[Textauszug]
Auch der Gründer Richard Socher hat Deepseek nun kurzerhand in sein kalifornisches Startup you.com integriert, das KI-Assistenten basierend auf mehreren Modellen anbietet. «Es ist ohnehin der bessere Ansatz, flexibel zu bleiben», sagte der gebürtige Deutsche gegenüber der NZZ.
Socher, der selbst zu den führenden KI-Forschern zählt, gibt sich auch kritisch zum Erfolg von Deepseek. «China nimmt seit Jahren Ideen aus dem Westen und skaliert diese zu günstigeren Kosten.» Auf den Punkt weisen auch andere amerikanische Experten hin: Der Erfolg von Deepseek sei in dieser Form nur möglich gewesen, weil das Startup auf die Forschung aufbauen konnte, in die amerikanische Konzerne Hunderte Milliarden von Dollar investiert hätten.
Socher sieht auch die Behauptung kritisch, dass das Modell nur 5,6 Millionen Dollar in der Entwicklung gekostet habe. Diese Zahl beinhalte nicht die Anschaffungskosten der GPUs, sagt er, und auch nicht die Experimente mit Hyperparametern. Dies sind Parameter, die zur Steuerung des Trainingsalgorithmus verwendet werden und deren Wert im Gegensatz zu anderen Parametern vor dem eigentlichen Training des Modells festgelegt werden muss. Gleichzeitig zeige der Fall Deepseek, dass Fortschritte bei den Algorithmen weiterhin wichtig sein werden. «Der grösste GPU-Cluster wird nicht zwingend gewinnen.»
Wagniskapitalgeber sind begeistert
Die Ansicht scheinen auch einige Wagniskapitalgeber zu teilen. Das Modell von Deepseek sei ein «Sputnik»-Moment, schrieb Marc Andreessen, einer der bekanntesten Silicon Valley-Investoren, auf X, und lobte das Modell ausgiebig.

[Aufgaben]
1 – Was ist laut Socher im Textauszug über Deepseek in der Zahl von 5,6 Millionen Dollar nicht enthalten?
2 – Nehmen Sie den Textauszug über Deepseek nach seinem letzten Satz wieder auf und schreiben Sie ihn weiter.

(Gespeicherte Dateneinträge)
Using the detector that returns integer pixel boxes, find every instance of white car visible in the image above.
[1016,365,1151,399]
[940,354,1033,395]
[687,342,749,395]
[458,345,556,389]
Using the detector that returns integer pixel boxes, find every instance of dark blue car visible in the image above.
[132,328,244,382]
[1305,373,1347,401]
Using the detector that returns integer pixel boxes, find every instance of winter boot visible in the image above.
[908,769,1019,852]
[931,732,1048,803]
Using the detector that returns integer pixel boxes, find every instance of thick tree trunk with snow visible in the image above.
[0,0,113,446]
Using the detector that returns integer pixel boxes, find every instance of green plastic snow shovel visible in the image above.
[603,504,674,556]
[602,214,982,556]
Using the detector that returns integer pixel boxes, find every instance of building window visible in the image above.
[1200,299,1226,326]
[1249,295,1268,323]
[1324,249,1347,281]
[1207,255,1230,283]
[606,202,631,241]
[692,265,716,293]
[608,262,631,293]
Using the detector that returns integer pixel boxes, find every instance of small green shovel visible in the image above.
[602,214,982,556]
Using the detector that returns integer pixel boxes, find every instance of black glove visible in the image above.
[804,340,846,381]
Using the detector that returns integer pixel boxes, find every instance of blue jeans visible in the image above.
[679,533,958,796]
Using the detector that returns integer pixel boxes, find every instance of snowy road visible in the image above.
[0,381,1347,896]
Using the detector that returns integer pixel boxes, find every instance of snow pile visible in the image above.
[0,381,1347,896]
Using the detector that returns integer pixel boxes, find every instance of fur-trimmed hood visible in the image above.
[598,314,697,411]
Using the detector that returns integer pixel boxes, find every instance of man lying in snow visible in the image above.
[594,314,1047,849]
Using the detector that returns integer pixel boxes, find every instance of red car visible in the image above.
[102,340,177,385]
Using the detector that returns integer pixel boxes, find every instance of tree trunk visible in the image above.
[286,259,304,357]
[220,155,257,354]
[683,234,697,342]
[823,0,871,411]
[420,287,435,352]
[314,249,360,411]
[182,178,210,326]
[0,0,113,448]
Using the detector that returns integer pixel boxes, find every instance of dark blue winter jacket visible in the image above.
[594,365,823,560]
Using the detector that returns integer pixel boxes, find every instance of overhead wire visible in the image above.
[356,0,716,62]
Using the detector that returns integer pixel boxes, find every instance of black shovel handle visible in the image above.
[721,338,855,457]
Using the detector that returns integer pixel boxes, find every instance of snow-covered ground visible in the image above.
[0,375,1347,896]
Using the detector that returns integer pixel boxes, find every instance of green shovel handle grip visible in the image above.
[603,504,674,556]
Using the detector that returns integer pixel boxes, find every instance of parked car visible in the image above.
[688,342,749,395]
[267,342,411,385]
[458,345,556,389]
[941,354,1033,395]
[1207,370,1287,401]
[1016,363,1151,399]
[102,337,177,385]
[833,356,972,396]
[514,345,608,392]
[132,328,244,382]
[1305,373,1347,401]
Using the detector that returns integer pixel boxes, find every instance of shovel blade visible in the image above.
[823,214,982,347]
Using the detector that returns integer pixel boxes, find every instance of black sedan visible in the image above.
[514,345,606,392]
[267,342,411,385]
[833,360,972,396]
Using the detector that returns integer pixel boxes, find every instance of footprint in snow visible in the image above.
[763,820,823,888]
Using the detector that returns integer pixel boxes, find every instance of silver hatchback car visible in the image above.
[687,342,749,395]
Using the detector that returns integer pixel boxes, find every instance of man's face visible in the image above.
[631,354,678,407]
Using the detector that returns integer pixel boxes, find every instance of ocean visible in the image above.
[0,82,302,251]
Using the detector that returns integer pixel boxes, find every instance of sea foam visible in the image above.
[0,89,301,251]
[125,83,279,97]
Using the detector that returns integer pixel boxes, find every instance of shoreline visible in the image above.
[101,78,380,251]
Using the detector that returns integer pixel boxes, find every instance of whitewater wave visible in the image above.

[Lösungen]
1 – Die Anschaffungskosten der GPUs und die Experimente mit Hyperparametern.

2 –
Nach dem Sputnik-Moment im Kalten Krieg gingen die Investitionen in die Raumfahrt bekanntlich richtig los. Tatsächlich könnte Deepseek gute Nachrichten für Startups bedeuten, in die Investoren wie Andreessen investieren: Dank zunehmenden Effizienzgewinnen bei der KI können kleine Firmen mit geringem Budget zum Shootingstar der KI-Revolution werden.
Das betonte auch Zack Kass, ein amerikanischer KI-Experte und früherer Topmanager bei OpenAI, gegenüber dem «Wall Street Journal»: Deepseek zeige, dass knappe Ressourcen häufig die Kreativität beflügelten.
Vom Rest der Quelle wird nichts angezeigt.